## [Assigned task]
In the entries that follow, how many lines include the string "monkey"? The answer is the number only.
━━━ Data listing
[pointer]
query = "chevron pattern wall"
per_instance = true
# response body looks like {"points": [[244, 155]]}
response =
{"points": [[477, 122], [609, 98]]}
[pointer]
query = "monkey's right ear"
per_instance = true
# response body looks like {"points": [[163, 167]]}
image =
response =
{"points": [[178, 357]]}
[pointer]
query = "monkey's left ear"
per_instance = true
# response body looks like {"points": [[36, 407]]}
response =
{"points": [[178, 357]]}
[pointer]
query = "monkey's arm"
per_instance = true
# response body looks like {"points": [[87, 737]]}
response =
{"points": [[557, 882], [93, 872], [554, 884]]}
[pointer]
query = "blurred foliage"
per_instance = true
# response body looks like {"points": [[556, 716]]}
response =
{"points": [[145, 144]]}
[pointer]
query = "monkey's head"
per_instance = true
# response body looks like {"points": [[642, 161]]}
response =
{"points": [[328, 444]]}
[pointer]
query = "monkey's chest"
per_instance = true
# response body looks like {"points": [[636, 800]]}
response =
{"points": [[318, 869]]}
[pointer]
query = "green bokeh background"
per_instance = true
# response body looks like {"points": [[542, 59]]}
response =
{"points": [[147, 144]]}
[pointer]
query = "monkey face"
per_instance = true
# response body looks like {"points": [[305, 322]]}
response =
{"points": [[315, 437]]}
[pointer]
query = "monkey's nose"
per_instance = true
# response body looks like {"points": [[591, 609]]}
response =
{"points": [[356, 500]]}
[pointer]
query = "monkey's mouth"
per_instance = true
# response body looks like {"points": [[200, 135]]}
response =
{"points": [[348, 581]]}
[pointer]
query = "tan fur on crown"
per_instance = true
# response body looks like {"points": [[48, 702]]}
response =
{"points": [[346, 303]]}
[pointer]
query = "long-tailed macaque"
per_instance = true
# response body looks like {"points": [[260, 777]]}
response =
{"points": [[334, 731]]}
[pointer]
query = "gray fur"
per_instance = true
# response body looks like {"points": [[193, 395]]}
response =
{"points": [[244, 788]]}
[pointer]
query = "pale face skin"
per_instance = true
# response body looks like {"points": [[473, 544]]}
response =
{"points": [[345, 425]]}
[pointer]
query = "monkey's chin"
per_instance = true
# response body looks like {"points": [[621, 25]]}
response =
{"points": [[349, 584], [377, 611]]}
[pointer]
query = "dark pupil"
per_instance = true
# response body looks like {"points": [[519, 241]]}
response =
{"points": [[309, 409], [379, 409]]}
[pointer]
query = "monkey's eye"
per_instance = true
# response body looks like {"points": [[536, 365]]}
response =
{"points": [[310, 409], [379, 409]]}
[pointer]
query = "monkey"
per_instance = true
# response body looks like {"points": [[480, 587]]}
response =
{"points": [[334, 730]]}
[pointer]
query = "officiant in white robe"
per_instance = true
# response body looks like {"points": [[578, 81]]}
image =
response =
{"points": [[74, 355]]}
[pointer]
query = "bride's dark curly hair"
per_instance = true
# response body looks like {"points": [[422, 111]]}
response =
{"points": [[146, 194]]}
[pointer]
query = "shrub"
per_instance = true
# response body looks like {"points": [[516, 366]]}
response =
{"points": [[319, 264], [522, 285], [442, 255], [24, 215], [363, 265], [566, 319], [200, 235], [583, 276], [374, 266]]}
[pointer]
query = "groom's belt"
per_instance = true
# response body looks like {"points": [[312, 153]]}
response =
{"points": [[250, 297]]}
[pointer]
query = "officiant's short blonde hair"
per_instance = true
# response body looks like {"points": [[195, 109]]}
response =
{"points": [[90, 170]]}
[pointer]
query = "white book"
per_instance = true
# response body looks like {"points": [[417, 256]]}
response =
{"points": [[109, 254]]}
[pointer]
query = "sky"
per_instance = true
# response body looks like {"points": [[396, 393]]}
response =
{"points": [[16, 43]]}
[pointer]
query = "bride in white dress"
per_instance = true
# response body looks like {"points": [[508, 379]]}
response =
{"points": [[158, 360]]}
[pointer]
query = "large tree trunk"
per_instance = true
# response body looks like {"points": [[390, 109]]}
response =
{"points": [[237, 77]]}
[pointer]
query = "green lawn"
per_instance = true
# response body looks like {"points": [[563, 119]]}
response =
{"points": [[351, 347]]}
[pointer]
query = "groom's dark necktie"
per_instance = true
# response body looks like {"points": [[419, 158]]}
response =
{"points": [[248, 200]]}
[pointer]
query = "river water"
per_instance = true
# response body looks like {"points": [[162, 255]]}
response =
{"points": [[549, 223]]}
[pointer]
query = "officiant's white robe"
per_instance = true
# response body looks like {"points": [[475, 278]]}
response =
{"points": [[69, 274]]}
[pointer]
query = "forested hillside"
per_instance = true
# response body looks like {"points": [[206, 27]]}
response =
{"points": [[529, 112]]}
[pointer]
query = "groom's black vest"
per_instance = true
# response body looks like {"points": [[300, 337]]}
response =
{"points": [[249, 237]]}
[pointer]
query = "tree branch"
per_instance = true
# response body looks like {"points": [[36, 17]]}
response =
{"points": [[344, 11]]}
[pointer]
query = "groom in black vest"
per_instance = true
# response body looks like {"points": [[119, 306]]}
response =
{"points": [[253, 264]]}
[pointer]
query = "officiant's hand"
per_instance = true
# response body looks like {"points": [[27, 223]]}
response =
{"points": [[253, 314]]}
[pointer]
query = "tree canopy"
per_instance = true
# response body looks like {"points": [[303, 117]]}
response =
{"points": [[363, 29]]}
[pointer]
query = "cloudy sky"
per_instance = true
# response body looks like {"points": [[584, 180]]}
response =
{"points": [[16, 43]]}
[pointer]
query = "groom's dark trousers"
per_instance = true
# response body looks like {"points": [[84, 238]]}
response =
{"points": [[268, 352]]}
━━━━━━
## [Response area]
11